• _PROBLEM STATEMENT_
Please identify each line in the entries below that contains the string "Target" and copy those lines in full. Case counts.

• _ROWS_
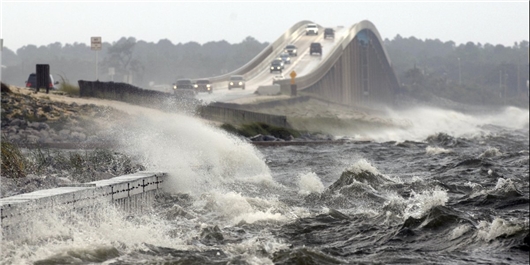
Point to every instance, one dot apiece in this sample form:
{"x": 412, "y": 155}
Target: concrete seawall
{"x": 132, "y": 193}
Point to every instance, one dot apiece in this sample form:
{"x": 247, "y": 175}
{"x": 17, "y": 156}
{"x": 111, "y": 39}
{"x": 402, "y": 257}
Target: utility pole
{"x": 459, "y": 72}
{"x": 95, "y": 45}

--

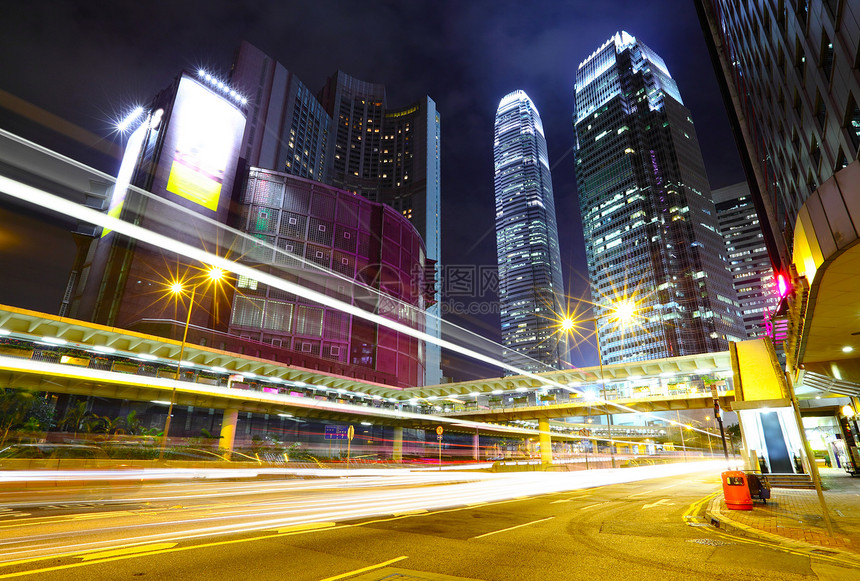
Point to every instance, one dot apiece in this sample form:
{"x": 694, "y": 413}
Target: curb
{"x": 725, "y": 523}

• _THE RESULT_
Target: concrete seawall
Target: utility pole
Target: curb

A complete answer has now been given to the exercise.